= Text for analysis =
──────────────────────────────

EMPLOYMENT APPEAL TRIBUNAL
58 VICTORIA EMBANKMENT, LONDON EC4Y 0DS
             At the Tribunal
             On 24 May 2006

Before

HIS HONOUR JUDGE J R REID QC

(SITTING ALONE)



EUROPEAN WELLCARE LIFESTYLES LTD APPELLANT

MR C CROSSINGHAM RESPONDENT


Transcript of Proceedings

JUDGMENT

© Copyright 2006


    APPEARANCES

     

    For the Appellant MR MICHAEL HUMPHREYS
    (Of Counsel)
    Instructed by:
    Messrs Knowles
    Solicitors
    The Observatory
    1 Old Haymarket
    Liverpool
    L1 6EN

    For the Respondent MR NEIL DOWNEY
    (Of Counsel)
    Instructed by:
    Messrs Pannone & Partners
    Solicitors
    123 Deansgate
    Manchester
    M3 2BU

    SUMMARY

    Respondent was employed by Applicant but went off sick with recurrent depressive disorder. He returned to work but later went off sick again. ET held he was disabled throughout because the substantial adverse effect of his illness was likely to recur. Held: ET entitled so to hold. It was entitled to look at the fact of recurrence in determining its likelihood but had not held the likelihood existed simply because there was a recurrence.


     

    HIS HOUNOUR JUDGE REID QC

  1. This is an Appeal from a decision of an Employment Tribunal held at Liverpool on 28 November 2005. It was a hearing before a Chairman alone, Miss H J Slater, and her decision on a preliminary point was that the Claimant was disabled within the meaning of the Disability Discrimination Act 1995 in the period August 2004 to March 2005 during which period the Claimant alleged that the Respondent failed to comply with a duty to make reasonable adjustments. As a result of that decision the Chairman gave directions for the matter to proceed to a Full Hearing on the remaining issues.

──────────────────────────────

= Listed entries =
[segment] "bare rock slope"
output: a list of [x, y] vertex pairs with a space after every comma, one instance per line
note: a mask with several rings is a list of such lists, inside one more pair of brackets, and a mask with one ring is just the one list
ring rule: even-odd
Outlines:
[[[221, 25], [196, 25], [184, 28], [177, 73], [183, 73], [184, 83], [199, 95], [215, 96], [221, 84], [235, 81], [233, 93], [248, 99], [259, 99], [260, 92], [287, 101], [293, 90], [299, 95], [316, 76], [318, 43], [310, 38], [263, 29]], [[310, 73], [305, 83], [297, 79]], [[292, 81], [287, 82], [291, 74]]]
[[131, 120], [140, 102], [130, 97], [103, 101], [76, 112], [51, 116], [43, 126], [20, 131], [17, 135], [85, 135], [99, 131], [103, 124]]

──────────────────────────────

= Exercise instructions =
- a) List every person named in the tribunal judgment.
- b) Retype the part of the tribunal judgment starting with "For the Respondent" and going on through "was a recurrence.".
The records come from a source separate from the tribunal judgment.

= Solved tasks =
- a)
- His Honour Judge J R Reid QC
- Mr C Crossingham
- Mr Michael Humphreys
- Mr Neil Downey
- Miss H J Slater

- b)
For the Respondent MR NEIL DOWNEY
    (Of Counsel)
    Instructed by:
    Messrs Pannone & Partners
    Solicitors
    123 Deansgate
    Manchester
    M3 2BU

    SUMMARY

    Respondent was employed by Applicant but went off sick with recurrent depressive disorder. He returned to work but later went off sick again. ET held he was disabled throughout because the substantial adverse effect of his illness was likely to recur. Held: ET entitled so to hold. It was entitled to look at the fact of recurrence in determining its likelihood but had not held the likelihood existed simply because there was a recurrence.